● **Directive**: Without the pictures, copy all the entries below exactly.

● **Records for the exercise**:
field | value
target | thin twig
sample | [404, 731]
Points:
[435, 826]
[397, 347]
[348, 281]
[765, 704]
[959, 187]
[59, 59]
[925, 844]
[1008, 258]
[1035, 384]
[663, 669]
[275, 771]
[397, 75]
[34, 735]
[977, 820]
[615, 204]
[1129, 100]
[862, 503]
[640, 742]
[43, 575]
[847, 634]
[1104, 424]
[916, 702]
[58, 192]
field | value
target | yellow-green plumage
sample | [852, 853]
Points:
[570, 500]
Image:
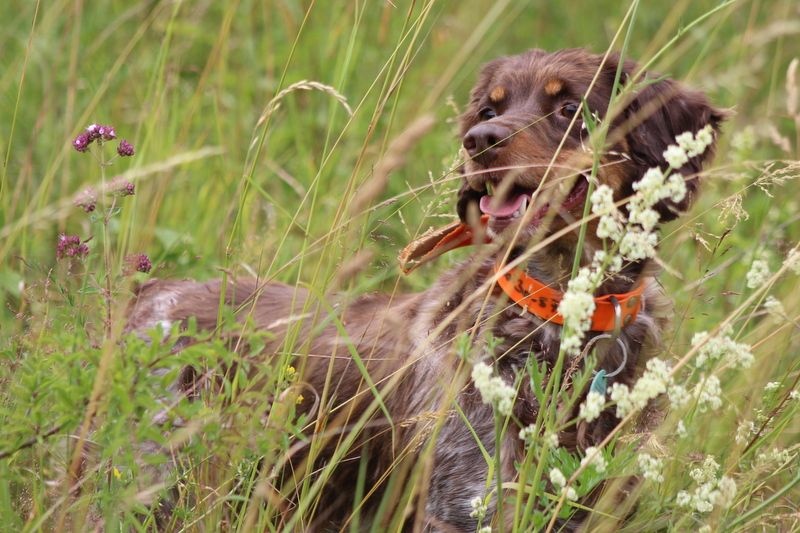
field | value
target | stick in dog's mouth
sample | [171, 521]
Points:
[504, 209]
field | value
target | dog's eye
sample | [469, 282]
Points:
[487, 113]
[569, 110]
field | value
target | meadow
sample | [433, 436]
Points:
[265, 139]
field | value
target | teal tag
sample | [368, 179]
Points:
[599, 383]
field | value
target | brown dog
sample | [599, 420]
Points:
[394, 371]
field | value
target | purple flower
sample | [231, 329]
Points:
[70, 246]
[126, 189]
[87, 200]
[139, 263]
[125, 149]
[82, 142]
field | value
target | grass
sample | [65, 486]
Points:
[249, 161]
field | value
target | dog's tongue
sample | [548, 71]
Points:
[505, 209]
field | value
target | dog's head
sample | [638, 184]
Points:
[524, 131]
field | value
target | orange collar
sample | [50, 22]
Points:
[527, 292]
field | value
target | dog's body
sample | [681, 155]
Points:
[520, 113]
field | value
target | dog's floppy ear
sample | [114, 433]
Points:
[658, 112]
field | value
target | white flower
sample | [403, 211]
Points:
[609, 228]
[678, 396]
[758, 274]
[557, 478]
[675, 156]
[708, 472]
[493, 389]
[478, 508]
[651, 467]
[744, 430]
[708, 394]
[592, 406]
[793, 260]
[594, 458]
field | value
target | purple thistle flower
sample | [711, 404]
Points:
[125, 149]
[82, 142]
[70, 246]
[139, 263]
[107, 132]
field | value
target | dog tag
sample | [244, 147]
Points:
[599, 383]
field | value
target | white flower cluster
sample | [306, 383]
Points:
[653, 382]
[651, 467]
[592, 406]
[744, 431]
[710, 491]
[595, 458]
[722, 347]
[758, 274]
[479, 508]
[493, 389]
[793, 261]
[576, 307]
[708, 394]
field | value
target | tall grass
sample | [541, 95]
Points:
[256, 126]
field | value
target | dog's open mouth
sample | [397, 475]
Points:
[513, 206]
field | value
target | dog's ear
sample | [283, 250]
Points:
[659, 111]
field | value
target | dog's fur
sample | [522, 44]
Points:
[518, 116]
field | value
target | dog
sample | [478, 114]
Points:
[395, 366]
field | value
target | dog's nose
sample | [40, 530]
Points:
[483, 140]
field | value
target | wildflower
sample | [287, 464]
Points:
[87, 200]
[744, 430]
[592, 406]
[478, 508]
[708, 394]
[126, 188]
[678, 396]
[675, 156]
[125, 149]
[576, 308]
[70, 246]
[758, 274]
[651, 467]
[708, 472]
[594, 458]
[82, 142]
[139, 263]
[793, 260]
[493, 389]
[557, 478]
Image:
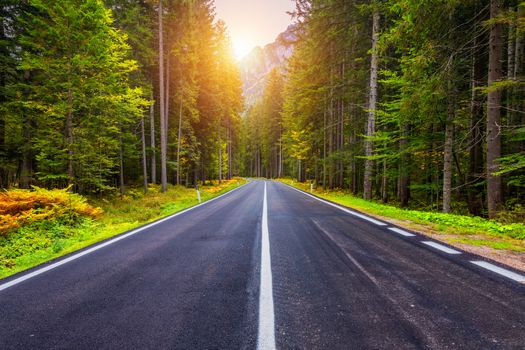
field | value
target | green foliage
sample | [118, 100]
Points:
[54, 236]
[444, 223]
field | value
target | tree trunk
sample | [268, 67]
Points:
[121, 166]
[369, 164]
[404, 173]
[494, 111]
[152, 140]
[163, 169]
[220, 151]
[475, 136]
[144, 160]
[69, 135]
[179, 140]
[447, 158]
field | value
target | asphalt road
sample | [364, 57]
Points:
[242, 272]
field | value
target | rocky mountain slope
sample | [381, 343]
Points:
[256, 66]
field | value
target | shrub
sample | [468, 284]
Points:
[23, 207]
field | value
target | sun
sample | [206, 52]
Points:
[241, 48]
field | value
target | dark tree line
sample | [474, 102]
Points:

● **Answer to this problem**:
field | value
target | thin twig
sample | [404, 731]
Points:
[435, 826]
[397, 347]
[348, 281]
[765, 704]
[959, 187]
[59, 59]
[925, 844]
[1008, 258]
[1035, 384]
[663, 669]
[275, 771]
[397, 75]
[34, 735]
[977, 820]
[615, 204]
[1129, 100]
[862, 503]
[640, 742]
[43, 575]
[847, 634]
[1104, 424]
[916, 702]
[58, 192]
field | value
target | yellow-green plumage
sample | [852, 853]
Points:
[570, 500]
Image:
field | value
target | stick in dog's mouth
sample | [171, 521]
Points:
[504, 209]
field | value
target | dog's eye
sample | [469, 282]
Points:
[487, 113]
[569, 110]
field | value
target | meadow
sample | [433, 436]
Points:
[265, 139]
field | value
target | teal tag
sample | [368, 179]
Points:
[599, 383]
field | value
target | brown dog
sample | [599, 420]
Points:
[394, 371]
field | value
target | purple flower
sample | [231, 329]
Points:
[70, 246]
[126, 189]
[87, 200]
[139, 263]
[125, 149]
[82, 142]
field | value
target | grass
sample | [65, 486]
Points:
[249, 161]
field | value
target | dog's tongue
sample | [548, 71]
Points:
[505, 209]
field | value
target | dog's head
sample | [638, 184]
Points:
[524, 131]
field | value
target | orange collar
sample | [50, 22]
Points:
[527, 292]
field | value
target | dog's body
sample | [681, 155]
Points:
[520, 113]
field | value
target | dog's floppy ear
sample | [114, 433]
Points:
[658, 112]
field | value
target | white flower
sample | [403, 211]
Points:
[609, 228]
[678, 396]
[758, 274]
[557, 478]
[675, 156]
[708, 472]
[493, 389]
[478, 508]
[651, 467]
[744, 430]
[708, 394]
[592, 406]
[793, 260]
[594, 458]
field | value
target | purple thistle flower
sample | [711, 404]
Points:
[125, 149]
[82, 142]
[70, 246]
[139, 263]
[107, 132]
field | value
target | dog tag
sample | [244, 147]
Points:
[599, 383]
field | value
target | white flower cluster
sample | [306, 383]
Points:
[653, 382]
[651, 467]
[592, 406]
[744, 431]
[710, 491]
[595, 458]
[722, 347]
[758, 274]
[479, 508]
[493, 389]
[793, 261]
[576, 307]
[708, 394]
field | value
target | tall grass
sample | [541, 95]
Points:
[256, 126]
field | value
target | dog's open mouth
sample | [397, 475]
Points:
[513, 206]
field | value
target | dog's ear
sample | [283, 250]
Points:
[659, 111]
field | value
target | dog's fur
sample | [522, 44]
Points:
[518, 116]
field | value
target | dog
sample | [478, 114]
Points:
[395, 366]
field | value
target | dog's nose
sample | [40, 530]
Points:
[483, 140]
field | value
target | wildflower
sample | [287, 464]
Points:
[87, 200]
[744, 430]
[592, 406]
[478, 508]
[708, 394]
[126, 188]
[678, 396]
[675, 156]
[125, 149]
[576, 308]
[70, 246]
[758, 274]
[651, 467]
[708, 472]
[594, 458]
[82, 142]
[139, 263]
[793, 260]
[493, 389]
[557, 478]
Image:
field | value
target | green foliage
sample | [118, 100]
Points:
[54, 236]
[444, 223]
field | value
target | tree trunk
sample | [268, 67]
Points:
[121, 166]
[369, 164]
[404, 173]
[494, 111]
[152, 140]
[163, 169]
[220, 151]
[475, 136]
[144, 160]
[69, 135]
[179, 140]
[447, 158]
field | value
target | asphalt road
sample | [364, 57]
Points:
[242, 272]
field | value
target | rocky mountain slope
sample | [381, 343]
Points:
[256, 66]
field | value
target | shrub
sample | [468, 284]
Points:
[23, 207]
field | value
target | sun
sample | [206, 52]
Points:
[241, 48]
field | value
target | dark tree line
sample | [474, 102]
Points:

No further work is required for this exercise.